#### What to work on
Please rescale the listing, starting with its first line and going on through the line with "point(291, 235)". Give every line again, requests included, with each answer coordinate multiplied by 1.95 and rounded to a whole number, halves rounding up.

"""

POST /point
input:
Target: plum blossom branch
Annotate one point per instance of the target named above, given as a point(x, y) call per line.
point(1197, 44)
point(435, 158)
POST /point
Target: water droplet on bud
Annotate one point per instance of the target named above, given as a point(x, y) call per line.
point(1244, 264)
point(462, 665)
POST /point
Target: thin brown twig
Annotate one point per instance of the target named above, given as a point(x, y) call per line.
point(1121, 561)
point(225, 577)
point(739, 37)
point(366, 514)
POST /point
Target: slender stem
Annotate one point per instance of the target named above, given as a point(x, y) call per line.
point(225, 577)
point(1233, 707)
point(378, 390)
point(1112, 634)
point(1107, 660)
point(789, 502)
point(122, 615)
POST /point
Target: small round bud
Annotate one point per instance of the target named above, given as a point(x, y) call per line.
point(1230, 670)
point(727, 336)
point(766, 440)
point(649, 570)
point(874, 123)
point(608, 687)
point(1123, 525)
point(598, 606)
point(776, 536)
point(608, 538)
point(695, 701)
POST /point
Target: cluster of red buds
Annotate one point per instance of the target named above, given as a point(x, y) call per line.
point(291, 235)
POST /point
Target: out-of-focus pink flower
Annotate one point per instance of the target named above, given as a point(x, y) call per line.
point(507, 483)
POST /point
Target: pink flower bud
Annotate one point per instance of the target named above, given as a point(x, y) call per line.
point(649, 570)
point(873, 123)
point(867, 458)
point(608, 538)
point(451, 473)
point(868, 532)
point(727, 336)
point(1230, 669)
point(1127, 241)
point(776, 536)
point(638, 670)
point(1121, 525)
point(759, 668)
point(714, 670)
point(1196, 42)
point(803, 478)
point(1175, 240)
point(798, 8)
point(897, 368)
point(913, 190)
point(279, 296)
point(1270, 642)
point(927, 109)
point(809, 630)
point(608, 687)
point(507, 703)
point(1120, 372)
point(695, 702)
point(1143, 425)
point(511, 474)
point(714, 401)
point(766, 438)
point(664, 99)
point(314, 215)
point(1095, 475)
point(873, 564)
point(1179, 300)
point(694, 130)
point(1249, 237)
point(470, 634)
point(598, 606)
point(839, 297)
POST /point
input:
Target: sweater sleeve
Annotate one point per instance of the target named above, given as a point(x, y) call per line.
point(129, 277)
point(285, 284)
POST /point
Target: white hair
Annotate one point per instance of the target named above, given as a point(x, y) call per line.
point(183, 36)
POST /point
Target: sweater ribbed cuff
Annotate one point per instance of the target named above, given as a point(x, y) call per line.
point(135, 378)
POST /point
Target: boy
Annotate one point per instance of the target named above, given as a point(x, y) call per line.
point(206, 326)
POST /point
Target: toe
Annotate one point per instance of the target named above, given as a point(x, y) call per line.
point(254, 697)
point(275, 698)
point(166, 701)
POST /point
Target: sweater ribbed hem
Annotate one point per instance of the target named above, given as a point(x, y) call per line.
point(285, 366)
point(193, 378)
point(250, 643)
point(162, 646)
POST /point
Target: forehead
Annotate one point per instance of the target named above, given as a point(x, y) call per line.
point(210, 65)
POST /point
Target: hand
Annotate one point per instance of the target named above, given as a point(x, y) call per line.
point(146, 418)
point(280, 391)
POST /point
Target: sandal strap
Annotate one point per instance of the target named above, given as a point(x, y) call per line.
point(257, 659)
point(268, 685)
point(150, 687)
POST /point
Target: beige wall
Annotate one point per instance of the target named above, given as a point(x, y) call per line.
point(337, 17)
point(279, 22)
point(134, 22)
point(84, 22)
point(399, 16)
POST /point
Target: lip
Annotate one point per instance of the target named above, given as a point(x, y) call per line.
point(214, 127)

"""

#### Response below
POST /point
input:
Target: plum blossom branch
Annotate one point per instance of the target named above, given as a point(x, y) call per line.
point(2334, 86)
point(848, 308)
POST /point
Target: water droplet on bud
Annotate one point per instance of the target named above, given as a point(x, y) call per line.
point(2426, 515)
point(901, 1297)
POST /point
Target: thin brown twig
Annotate one point per instance of the target named above, given as a point(x, y) call per line.
point(2186, 1094)
point(439, 1125)
point(1441, 72)
point(714, 1002)
POST /point
Target: slender stem
Annotate one point per instance of the target named above, given as a point(x, y) call per line.
point(439, 1125)
point(2404, 1379)
point(737, 761)
point(2168, 1236)
point(2159, 1287)
point(1539, 979)
point(238, 1199)
POST /point
Target: small round bud
Annotate one point per instance of the target named above, given as a point(x, y) call per line.
point(2399, 1307)
point(1418, 655)
point(1494, 858)
point(1266, 1112)
point(1704, 240)
point(1186, 1340)
point(2190, 1024)
point(1166, 1182)
point(1513, 1045)
point(1186, 1049)
point(1355, 1367)
POST /point
Target: cluster of red buds
Annotate one point per instance of the target named above, given as a point(x, y) call per line.
point(567, 458)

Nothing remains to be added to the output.